### DATASET EXTRACT
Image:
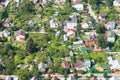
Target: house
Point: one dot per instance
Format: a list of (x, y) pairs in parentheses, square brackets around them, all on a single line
[(114, 78), (78, 6), (84, 50), (67, 59), (114, 64), (42, 67), (68, 78), (71, 25), (35, 1), (60, 1), (65, 65), (57, 34), (76, 1), (11, 77), (46, 1), (31, 23), (111, 36), (71, 53), (80, 42), (7, 23), (111, 25), (116, 3), (87, 64), (101, 67), (50, 59), (117, 32), (54, 78), (91, 40), (79, 65), (65, 37), (5, 33), (71, 33), (93, 78), (53, 24), (102, 21), (86, 24), (20, 35), (101, 16), (2, 63), (18, 1)]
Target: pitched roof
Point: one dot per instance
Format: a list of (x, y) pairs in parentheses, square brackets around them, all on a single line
[(6, 31), (20, 32), (93, 78), (54, 78), (79, 64), (41, 65), (65, 65)]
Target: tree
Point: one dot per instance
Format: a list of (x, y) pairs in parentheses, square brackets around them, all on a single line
[(102, 40), (100, 29), (30, 46)]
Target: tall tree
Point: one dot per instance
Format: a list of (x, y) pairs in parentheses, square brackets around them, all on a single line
[(30, 45)]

### THE PROBLEM
Output, word for word, the lines from the line with "Target: tall tree" through the last line of the records, including both ends.

### SOLUTION TO THIS PROBLEM
Target: tall tree
Point: one dot per instance
Format: a list of (x, y) pairs in parentheses, square brackets around them, all on a single line
[(30, 45)]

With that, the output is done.